*** DATA SUPPLIED ***

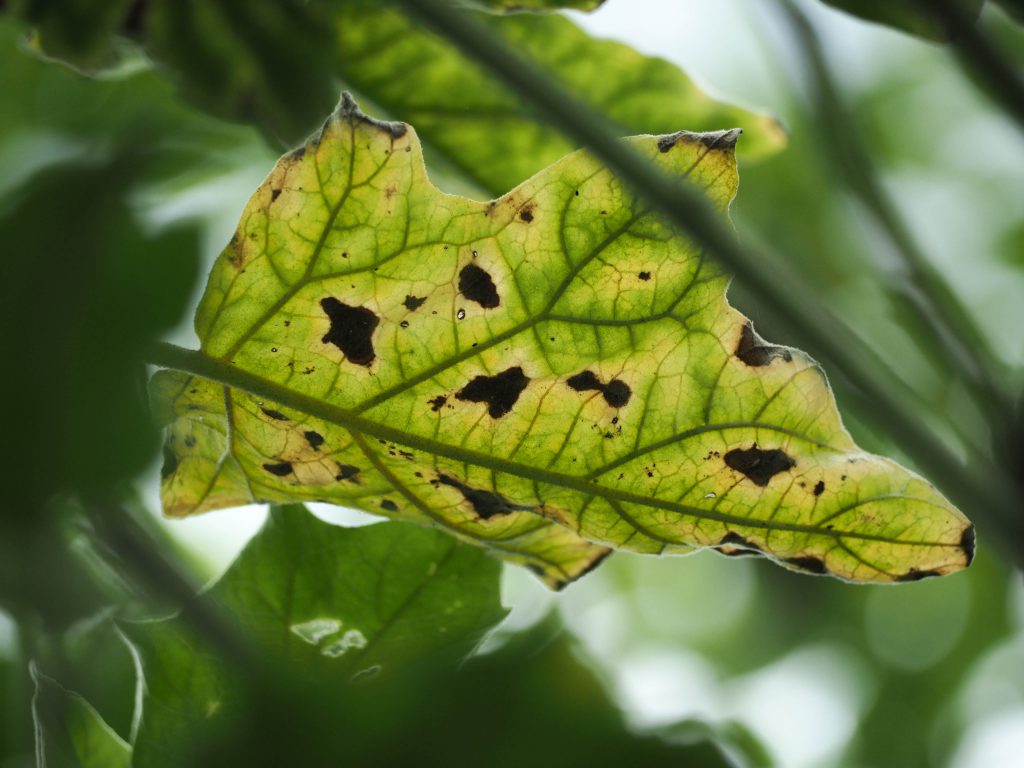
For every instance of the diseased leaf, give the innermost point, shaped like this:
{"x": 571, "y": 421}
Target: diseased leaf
{"x": 70, "y": 732}
{"x": 551, "y": 374}
{"x": 484, "y": 130}
{"x": 903, "y": 14}
{"x": 337, "y": 604}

*** End of DATA SUPPLIED ***

[EXERCISE GOAL] Omit the pictures; print the records above exactly.

[ANSWER SPACE]
For every instance of the diseased leaf, give the innermost point, shaped like this:
{"x": 571, "y": 421}
Target: diseased leaf
{"x": 70, "y": 732}
{"x": 551, "y": 374}
{"x": 484, "y": 130}
{"x": 903, "y": 14}
{"x": 337, "y": 604}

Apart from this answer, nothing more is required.